I was a couple days postpartum, and she came in haste to deliver some lactation cookies. She came again in haste when I was in the throes of postpartum depression. I really wanted her to leave me alone in my brokenness, but instead she delivered an entirely homemade chicken pot pie that was so good that I won’t have one that isn’t made from her recipe (neither will my husband for that matter).
She came in haste to feed us because she knew we would need to be comforted.
She came in haste when I didn’t want to talk to anyone.
She came in haste even though I tried to ignore her text messages, but she was so persistent that I couldn’t.
She came in haste even though she had just lost a baby who grew in her womb and passed away after birth.
Here she was serving me. I felt like such a coward. She didn’t allow her grief to harden her heart, and there I was with a baby in my arms, still reeling with depression because of the circumstances surrounding my son’s birth.
I was so ashamed of my body because I believed it had failed me. I didn’t want her to see me this vulnerable and wounded.
She came in haste to break through the grief that was penetrating my heart.
She came in haste, and I will never forget how she treated me as if I belonged to her.
Who has been Mary to you and has come to you in haste? Thank the Lord for her and be that for someone else today. Go in haste and treat her as if she belongs to you.

_COMPLETE THE FOLLOWING_
1/ From the passage on the friend who came in haste, copy the text from "She came in haste even though I" to "belonged to her.".
2/ Shorten the paragraph of the passage on the friend who came in haste that begins "I was a couple days postpartum," and keep its main facts.

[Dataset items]

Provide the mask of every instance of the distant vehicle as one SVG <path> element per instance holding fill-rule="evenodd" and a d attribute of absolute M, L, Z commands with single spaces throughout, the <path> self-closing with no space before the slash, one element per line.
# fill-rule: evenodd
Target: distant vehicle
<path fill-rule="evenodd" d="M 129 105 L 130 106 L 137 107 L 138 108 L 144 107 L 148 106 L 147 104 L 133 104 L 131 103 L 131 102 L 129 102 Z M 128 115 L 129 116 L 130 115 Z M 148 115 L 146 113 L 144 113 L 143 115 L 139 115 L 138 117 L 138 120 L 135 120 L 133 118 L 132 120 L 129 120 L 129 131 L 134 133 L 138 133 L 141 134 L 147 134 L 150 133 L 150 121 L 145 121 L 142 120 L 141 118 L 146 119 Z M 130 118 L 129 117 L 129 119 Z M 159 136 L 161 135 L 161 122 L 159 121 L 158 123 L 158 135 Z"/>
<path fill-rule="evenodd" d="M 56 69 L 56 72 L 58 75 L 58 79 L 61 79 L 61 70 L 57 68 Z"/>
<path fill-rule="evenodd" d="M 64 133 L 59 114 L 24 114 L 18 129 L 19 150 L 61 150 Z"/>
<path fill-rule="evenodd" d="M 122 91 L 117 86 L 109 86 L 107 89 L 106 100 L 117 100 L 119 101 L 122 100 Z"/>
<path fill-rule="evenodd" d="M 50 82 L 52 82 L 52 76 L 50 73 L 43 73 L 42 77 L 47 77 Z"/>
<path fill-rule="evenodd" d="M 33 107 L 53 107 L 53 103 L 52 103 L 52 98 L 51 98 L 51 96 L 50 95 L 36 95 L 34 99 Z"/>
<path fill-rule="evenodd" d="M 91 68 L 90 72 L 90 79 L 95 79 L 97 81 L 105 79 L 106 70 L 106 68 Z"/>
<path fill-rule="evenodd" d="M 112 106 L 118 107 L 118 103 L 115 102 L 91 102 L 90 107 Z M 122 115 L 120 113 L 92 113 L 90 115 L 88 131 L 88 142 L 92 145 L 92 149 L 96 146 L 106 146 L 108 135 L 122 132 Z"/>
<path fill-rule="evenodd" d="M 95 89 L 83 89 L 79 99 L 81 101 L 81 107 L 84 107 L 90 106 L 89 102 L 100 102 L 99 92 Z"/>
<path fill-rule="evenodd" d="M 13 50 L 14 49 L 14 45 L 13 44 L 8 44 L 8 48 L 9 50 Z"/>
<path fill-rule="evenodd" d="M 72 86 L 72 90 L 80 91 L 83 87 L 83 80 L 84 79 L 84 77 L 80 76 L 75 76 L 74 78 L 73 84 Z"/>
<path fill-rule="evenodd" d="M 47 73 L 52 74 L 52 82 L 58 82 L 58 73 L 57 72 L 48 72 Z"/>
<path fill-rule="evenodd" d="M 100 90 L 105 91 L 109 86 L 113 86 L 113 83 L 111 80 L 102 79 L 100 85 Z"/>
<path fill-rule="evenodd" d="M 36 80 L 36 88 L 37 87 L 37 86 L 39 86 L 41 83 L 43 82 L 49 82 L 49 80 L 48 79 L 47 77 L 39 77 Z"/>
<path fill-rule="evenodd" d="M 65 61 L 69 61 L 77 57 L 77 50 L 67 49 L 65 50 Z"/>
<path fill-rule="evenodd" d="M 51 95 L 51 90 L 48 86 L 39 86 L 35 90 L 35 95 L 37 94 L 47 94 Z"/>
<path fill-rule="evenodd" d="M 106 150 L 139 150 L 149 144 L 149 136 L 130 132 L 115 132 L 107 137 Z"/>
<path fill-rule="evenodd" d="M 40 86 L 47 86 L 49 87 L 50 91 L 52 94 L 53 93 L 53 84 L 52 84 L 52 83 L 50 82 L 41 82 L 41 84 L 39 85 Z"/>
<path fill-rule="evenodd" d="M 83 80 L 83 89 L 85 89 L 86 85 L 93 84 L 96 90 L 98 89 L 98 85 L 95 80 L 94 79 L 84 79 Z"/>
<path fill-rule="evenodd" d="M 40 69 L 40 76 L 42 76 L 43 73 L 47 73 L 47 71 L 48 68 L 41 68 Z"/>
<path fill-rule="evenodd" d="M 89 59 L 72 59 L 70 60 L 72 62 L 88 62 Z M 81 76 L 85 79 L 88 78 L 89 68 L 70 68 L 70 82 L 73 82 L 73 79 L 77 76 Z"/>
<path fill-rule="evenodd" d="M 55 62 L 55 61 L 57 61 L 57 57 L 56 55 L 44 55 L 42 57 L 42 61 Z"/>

_OUTPUTS IN ORDER_
1/
She came in haste even though I tried to ignore her text messages, but she was so persistent that I couldn’t.
She came in haste even though she had just lost a baby who grew in her womb and passed away after birth.
Here she was serving me. I felt like such a coward. She didn’t allow her grief to harden her heart, and there I was with a baby in my arms, still reeling with depression because of the circumstances surrounding my son’s birth.
I was so ashamed of my body because I believed it had failed me. I didn’t want her to see me this vulnerable and wounded.
She came in haste to break through the grief that was penetrating my heart.
She came in haste, and I will never forget how she treated me as if I belonged to her.

2/ A couple days postpartum, I got lactation cookies from her. She came again during my postpartum depression. I wanted to be left alone, but she brought a homemade chicken pot pie so good that my husband and I will only have one made from her recipe.